- TASK DETAILS -
After locating the line with "object=white building" in the data that follows, return it and every later line exactly, up to and including the line with "object=blue sky".

(Dataset excerpts)
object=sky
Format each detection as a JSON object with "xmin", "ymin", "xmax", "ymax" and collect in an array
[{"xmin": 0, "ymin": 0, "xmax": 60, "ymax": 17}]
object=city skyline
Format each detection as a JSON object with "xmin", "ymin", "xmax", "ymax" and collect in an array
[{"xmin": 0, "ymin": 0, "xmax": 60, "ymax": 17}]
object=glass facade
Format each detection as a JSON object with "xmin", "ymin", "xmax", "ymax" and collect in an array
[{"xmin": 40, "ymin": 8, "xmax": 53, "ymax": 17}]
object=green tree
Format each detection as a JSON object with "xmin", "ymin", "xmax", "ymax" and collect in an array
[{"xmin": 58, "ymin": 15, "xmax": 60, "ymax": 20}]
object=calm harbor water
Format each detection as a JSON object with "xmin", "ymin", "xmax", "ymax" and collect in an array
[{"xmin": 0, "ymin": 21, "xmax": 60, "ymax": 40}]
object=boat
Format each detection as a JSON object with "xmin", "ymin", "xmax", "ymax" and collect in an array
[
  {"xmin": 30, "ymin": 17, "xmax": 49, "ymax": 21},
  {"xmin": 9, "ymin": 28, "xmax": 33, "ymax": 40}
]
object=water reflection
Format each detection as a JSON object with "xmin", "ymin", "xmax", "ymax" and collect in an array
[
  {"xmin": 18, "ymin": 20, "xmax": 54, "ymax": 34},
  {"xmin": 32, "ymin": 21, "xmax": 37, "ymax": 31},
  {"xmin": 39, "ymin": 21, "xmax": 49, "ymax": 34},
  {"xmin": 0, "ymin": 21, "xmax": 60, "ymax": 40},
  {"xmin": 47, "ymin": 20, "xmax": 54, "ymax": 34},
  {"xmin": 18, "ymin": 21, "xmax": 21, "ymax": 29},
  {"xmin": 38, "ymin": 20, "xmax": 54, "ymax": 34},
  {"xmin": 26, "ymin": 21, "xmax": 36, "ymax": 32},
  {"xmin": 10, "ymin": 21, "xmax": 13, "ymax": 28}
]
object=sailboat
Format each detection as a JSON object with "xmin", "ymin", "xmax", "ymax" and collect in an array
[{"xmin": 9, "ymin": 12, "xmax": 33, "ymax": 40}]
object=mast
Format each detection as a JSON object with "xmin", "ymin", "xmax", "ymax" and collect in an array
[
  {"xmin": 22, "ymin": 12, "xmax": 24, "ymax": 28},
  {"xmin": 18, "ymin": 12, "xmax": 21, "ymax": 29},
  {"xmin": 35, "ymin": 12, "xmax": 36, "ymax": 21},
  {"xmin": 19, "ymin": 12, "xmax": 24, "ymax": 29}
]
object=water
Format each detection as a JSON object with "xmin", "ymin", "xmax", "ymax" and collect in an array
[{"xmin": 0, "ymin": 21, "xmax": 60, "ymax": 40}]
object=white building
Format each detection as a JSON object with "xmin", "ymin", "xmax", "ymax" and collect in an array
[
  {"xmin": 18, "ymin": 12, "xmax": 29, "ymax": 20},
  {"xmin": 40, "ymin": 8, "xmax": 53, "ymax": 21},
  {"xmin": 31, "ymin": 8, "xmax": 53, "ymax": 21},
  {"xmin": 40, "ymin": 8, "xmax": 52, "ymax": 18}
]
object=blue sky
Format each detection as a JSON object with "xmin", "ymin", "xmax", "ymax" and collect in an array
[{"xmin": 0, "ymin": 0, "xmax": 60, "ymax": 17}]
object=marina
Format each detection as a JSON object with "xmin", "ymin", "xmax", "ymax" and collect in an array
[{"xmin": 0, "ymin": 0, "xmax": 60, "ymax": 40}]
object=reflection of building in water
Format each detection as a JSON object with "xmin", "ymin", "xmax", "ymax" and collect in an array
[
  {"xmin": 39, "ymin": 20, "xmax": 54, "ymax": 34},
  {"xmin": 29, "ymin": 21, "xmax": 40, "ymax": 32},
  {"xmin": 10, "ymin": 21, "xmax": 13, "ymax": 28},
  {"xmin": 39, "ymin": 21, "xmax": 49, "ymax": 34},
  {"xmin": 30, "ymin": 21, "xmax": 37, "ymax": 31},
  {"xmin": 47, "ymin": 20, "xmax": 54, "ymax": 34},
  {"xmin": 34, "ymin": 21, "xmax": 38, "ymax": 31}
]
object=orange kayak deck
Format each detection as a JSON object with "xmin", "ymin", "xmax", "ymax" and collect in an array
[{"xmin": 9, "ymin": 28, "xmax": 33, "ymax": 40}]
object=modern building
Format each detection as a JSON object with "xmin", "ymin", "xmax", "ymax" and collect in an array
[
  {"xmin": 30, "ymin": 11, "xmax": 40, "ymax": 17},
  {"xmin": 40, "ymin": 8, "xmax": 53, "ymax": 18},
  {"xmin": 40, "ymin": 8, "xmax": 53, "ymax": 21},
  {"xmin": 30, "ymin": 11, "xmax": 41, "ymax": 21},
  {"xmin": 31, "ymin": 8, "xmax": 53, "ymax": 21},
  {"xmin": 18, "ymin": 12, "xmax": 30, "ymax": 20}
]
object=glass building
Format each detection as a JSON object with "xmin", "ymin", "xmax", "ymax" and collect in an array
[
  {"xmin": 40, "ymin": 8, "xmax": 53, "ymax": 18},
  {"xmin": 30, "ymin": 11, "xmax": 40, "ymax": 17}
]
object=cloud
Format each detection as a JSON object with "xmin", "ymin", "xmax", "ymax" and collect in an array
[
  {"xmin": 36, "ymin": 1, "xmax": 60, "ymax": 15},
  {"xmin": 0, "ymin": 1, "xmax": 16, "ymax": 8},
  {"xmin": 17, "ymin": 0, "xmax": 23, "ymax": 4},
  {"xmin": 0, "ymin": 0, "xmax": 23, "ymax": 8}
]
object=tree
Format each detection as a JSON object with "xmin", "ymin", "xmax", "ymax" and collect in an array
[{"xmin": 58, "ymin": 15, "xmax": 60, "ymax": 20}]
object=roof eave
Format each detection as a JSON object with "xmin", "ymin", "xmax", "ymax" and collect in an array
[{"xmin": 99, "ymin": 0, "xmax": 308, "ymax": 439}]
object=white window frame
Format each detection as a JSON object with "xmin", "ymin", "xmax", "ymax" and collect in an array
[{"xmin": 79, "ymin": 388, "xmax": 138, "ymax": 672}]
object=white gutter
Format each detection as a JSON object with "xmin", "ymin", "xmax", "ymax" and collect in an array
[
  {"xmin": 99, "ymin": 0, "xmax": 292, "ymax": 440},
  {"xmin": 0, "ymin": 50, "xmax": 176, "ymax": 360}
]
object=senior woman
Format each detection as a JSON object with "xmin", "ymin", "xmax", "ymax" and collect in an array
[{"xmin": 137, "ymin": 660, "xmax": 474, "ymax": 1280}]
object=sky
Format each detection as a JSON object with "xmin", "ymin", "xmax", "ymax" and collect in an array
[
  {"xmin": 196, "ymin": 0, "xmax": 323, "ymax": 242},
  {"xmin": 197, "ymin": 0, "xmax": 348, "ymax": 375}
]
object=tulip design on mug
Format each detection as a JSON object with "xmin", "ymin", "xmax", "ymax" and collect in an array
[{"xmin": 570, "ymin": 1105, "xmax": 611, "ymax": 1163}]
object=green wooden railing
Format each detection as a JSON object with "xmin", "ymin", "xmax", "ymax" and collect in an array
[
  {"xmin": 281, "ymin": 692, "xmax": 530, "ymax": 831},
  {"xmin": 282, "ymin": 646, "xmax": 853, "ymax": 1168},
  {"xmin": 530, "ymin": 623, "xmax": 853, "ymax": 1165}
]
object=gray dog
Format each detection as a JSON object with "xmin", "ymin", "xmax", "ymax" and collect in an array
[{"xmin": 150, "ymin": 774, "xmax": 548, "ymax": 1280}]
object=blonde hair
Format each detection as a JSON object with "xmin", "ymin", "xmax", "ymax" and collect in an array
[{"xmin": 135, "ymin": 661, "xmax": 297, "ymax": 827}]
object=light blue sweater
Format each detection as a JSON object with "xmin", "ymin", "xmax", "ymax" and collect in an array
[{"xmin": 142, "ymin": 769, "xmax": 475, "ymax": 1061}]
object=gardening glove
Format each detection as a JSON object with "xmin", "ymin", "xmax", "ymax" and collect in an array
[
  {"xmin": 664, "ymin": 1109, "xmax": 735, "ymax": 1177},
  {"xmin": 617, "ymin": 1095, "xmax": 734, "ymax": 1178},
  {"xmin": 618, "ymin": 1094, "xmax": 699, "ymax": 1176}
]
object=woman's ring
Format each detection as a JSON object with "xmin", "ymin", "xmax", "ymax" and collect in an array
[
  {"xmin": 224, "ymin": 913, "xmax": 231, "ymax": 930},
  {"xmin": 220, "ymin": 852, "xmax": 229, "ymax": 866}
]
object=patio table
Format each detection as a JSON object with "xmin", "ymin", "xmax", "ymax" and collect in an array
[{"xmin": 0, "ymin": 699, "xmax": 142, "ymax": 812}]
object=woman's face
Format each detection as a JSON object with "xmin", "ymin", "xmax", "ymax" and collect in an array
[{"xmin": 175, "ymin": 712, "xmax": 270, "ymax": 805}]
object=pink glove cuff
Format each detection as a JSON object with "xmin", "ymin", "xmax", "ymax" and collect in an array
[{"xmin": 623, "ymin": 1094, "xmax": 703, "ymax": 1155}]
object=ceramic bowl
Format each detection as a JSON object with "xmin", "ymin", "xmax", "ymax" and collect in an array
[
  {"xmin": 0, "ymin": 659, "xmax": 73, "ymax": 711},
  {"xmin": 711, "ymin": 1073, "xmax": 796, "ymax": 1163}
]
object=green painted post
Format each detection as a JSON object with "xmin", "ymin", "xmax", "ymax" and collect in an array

- THE ANSWER -
object=white building
Format each detection as a JSON object with "xmin", "ymin", "xmax", "ymax" and collect in an array
[
  {"xmin": 18, "ymin": 12, "xmax": 29, "ymax": 20},
  {"xmin": 40, "ymin": 8, "xmax": 53, "ymax": 21},
  {"xmin": 31, "ymin": 8, "xmax": 53, "ymax": 21},
  {"xmin": 40, "ymin": 8, "xmax": 52, "ymax": 18}
]
object=blue sky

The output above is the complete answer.